| TEXTO EN ESTUDIO |
-------
Estamos condenados a investir, dice Piera Aulagnier. Establecer y concatenar causas es una exigencia psíquica fundamental e incesante. La pandemia es experiencia arrasadora de desestabilización, en el espacio colectivo pero también en el mundo intrapsíquico. Niños y adolescentes en particular se enfrentan también al trabajo de duelo frente a la pérdida de esas madres y padres que permanecían (permanecíamos) aún como garantes de verdad y soportes primarios de las certidumbres más básicas. Entre los dos órdenes de causalidad que Piera establece: causalidad demostrada y causalidad interpretada, el sujeto libra (el sujeto infantil mucho más) -contra lo incierto- sus batallas. De un tiempo a otro, de un espacio a otro, la búsqueda es que tenga sentido dibujar un modo de vincular dos orillas. O producir dos orillas. Que ello tenga sentido es trabajo común, no solitario.
-------
| LÍNEAS DADAS |
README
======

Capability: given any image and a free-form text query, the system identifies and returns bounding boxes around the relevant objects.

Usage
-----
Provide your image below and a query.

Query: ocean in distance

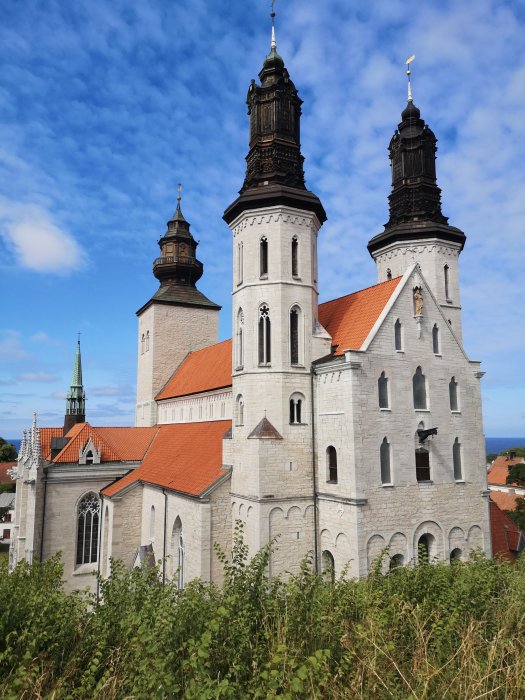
[5,438,525,455]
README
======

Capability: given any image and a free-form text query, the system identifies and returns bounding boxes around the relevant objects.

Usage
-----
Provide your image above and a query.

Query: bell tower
[135,185,221,426]
[368,59,466,339]
[224,13,331,575]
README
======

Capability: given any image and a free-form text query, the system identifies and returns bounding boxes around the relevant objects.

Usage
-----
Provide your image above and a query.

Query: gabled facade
[13,19,491,587]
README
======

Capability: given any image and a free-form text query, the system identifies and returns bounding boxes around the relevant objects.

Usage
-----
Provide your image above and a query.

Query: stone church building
[11,26,491,589]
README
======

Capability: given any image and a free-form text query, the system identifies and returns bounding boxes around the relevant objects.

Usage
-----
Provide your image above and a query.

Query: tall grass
[0,533,525,700]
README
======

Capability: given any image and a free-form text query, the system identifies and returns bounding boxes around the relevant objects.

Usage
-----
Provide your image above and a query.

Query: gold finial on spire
[405,54,416,102]
[270,0,277,49]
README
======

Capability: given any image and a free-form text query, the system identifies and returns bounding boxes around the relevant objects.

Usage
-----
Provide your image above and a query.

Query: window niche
[259,236,268,278]
[377,372,390,409]
[326,445,337,484]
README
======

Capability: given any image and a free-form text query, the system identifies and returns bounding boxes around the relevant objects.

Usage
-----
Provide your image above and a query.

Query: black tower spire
[224,11,326,223]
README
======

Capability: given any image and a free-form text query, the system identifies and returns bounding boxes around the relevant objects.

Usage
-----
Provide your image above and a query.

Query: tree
[0,438,18,462]
[507,462,525,486]
[505,497,525,532]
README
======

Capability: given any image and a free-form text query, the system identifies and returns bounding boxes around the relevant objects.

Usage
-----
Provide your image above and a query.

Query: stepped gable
[487,455,523,485]
[155,340,232,401]
[101,420,231,497]
[319,277,401,356]
[53,423,158,464]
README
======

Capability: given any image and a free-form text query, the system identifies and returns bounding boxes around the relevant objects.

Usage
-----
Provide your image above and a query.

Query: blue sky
[0,0,525,438]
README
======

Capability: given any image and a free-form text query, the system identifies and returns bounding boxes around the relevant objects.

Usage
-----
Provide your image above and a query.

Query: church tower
[224,14,330,575]
[135,185,221,426]
[63,338,86,435]
[368,69,466,340]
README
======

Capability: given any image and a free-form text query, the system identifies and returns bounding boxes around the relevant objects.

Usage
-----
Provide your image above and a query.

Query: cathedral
[10,23,491,590]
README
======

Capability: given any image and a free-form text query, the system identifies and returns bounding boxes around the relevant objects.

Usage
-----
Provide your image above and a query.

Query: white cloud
[0,201,86,274]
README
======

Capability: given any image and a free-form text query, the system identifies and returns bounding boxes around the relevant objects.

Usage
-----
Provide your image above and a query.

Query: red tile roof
[155,340,232,401]
[490,492,525,561]
[490,489,520,510]
[487,455,523,485]
[155,277,401,401]
[102,420,231,496]
[53,423,158,464]
[0,462,16,484]
[319,277,401,355]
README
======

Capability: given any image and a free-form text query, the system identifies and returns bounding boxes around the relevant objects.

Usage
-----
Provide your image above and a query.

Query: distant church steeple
[223,11,326,224]
[63,338,86,435]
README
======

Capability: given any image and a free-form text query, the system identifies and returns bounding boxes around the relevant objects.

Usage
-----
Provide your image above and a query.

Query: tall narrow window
[326,445,337,484]
[260,236,268,277]
[377,372,388,408]
[432,323,440,355]
[259,304,272,365]
[76,493,100,566]
[412,367,427,409]
[394,319,403,350]
[448,377,459,411]
[237,309,244,368]
[379,438,392,484]
[290,306,299,365]
[452,438,463,481]
[290,394,304,424]
[416,447,430,481]
[292,236,299,277]
[443,265,450,301]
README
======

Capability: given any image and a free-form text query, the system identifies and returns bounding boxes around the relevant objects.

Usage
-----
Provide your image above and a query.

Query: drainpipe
[310,365,319,573]
[162,489,168,583]
[40,468,47,561]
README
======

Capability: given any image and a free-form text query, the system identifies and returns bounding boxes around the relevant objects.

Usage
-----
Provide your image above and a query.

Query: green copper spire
[64,338,86,435]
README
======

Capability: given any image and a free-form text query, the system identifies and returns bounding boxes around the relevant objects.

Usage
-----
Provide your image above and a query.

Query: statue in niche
[414,287,423,316]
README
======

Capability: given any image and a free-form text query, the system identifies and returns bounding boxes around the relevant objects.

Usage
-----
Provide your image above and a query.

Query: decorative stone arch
[366,535,387,573]
[412,520,444,563]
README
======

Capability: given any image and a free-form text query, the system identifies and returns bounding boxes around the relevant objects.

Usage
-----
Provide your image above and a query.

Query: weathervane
[405,54,416,102]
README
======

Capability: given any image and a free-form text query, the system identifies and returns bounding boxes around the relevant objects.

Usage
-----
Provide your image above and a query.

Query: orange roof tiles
[102,420,231,496]
[319,277,401,355]
[490,489,520,510]
[53,423,158,463]
[487,455,523,484]
[155,340,232,401]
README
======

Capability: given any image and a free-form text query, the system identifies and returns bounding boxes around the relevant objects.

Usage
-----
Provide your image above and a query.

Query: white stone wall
[135,303,219,426]
[374,239,462,340]
[157,389,232,423]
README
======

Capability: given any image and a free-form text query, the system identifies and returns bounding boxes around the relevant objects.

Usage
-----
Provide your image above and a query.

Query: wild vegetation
[0,533,525,700]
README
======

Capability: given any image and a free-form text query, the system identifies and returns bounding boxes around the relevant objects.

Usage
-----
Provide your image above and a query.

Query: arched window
[259,304,272,365]
[452,438,463,481]
[290,393,304,424]
[237,309,244,369]
[377,372,388,408]
[260,236,268,277]
[149,506,155,542]
[448,377,459,411]
[450,547,461,564]
[416,447,430,481]
[379,437,392,484]
[412,367,427,410]
[394,319,403,350]
[443,265,450,301]
[76,493,100,566]
[326,445,337,484]
[292,236,299,277]
[171,516,184,588]
[321,549,335,583]
[388,554,405,571]
[432,323,439,355]
[290,306,301,365]
[236,394,244,425]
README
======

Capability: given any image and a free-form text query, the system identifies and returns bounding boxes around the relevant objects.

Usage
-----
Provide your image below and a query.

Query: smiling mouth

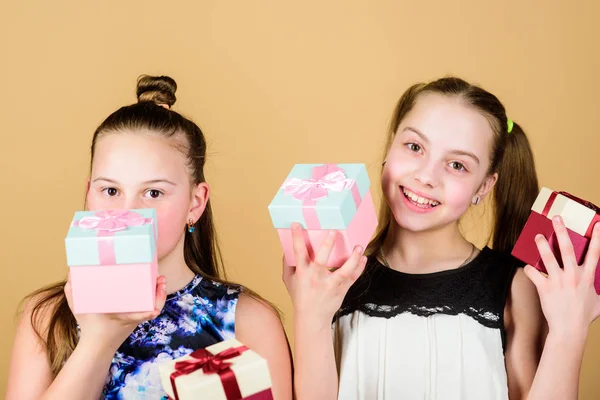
[401,187,440,208]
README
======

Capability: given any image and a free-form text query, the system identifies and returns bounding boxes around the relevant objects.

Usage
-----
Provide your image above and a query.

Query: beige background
[0,0,600,399]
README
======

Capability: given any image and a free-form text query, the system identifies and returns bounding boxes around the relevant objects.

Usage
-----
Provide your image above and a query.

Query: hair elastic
[506,119,515,133]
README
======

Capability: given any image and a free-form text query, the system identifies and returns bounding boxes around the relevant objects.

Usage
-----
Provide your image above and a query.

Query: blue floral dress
[101,275,240,400]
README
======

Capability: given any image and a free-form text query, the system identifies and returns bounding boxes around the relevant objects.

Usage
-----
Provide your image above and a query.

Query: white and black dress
[333,247,520,400]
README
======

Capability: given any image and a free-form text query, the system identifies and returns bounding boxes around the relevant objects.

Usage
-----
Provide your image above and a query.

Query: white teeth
[402,188,440,207]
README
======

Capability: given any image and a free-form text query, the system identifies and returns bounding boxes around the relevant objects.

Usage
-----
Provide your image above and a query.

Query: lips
[401,187,440,208]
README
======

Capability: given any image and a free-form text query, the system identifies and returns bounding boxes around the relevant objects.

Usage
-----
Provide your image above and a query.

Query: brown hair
[26,75,278,376]
[366,77,539,254]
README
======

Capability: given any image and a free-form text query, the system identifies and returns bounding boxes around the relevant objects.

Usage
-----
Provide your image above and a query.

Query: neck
[383,220,474,273]
[158,236,195,294]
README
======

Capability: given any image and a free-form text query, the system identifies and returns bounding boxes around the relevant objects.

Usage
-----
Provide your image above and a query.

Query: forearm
[527,332,587,400]
[41,342,115,400]
[294,314,338,400]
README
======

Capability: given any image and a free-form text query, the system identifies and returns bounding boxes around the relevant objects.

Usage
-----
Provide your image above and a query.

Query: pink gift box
[277,193,377,268]
[269,164,377,268]
[70,257,158,314]
[65,209,158,314]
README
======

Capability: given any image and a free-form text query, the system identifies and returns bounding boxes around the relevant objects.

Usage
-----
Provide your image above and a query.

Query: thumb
[152,275,167,319]
[63,272,75,314]
[524,265,546,291]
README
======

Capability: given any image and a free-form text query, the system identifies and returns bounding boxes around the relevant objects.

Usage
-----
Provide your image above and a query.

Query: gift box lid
[531,187,598,236]
[269,164,371,229]
[159,339,272,400]
[65,208,158,267]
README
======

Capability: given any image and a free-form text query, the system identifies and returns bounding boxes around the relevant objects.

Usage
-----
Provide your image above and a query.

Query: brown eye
[104,188,119,197]
[408,143,421,153]
[146,189,164,199]
[450,161,466,171]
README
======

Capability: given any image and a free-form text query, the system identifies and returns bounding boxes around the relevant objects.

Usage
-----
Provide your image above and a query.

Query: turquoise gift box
[65,209,158,314]
[269,164,377,268]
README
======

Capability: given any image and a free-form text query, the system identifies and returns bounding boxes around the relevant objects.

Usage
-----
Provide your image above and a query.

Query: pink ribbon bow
[73,210,152,265]
[77,210,147,232]
[283,167,354,200]
[281,164,362,229]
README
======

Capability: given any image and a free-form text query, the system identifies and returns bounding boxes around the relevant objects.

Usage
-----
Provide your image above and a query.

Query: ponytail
[492,122,539,253]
-------
| TU OBJETIVO |
Responde estas preguntas sobre el texto en estudio:
1. ¿A quién atribuye el texto la frase "Estamos condenados a investir"?
2. ¿Cuáles son los dos órdenes de causalidad que establece Piera?
3. ¿Cómo califica el texto el trabajo de que ello tenga sentido?

| RESPUESTA |
1. A Piera Aulagnier.
2. La causalidad demostrada y la causalidad interpretada.
3. Como un trabajo común, no solitario.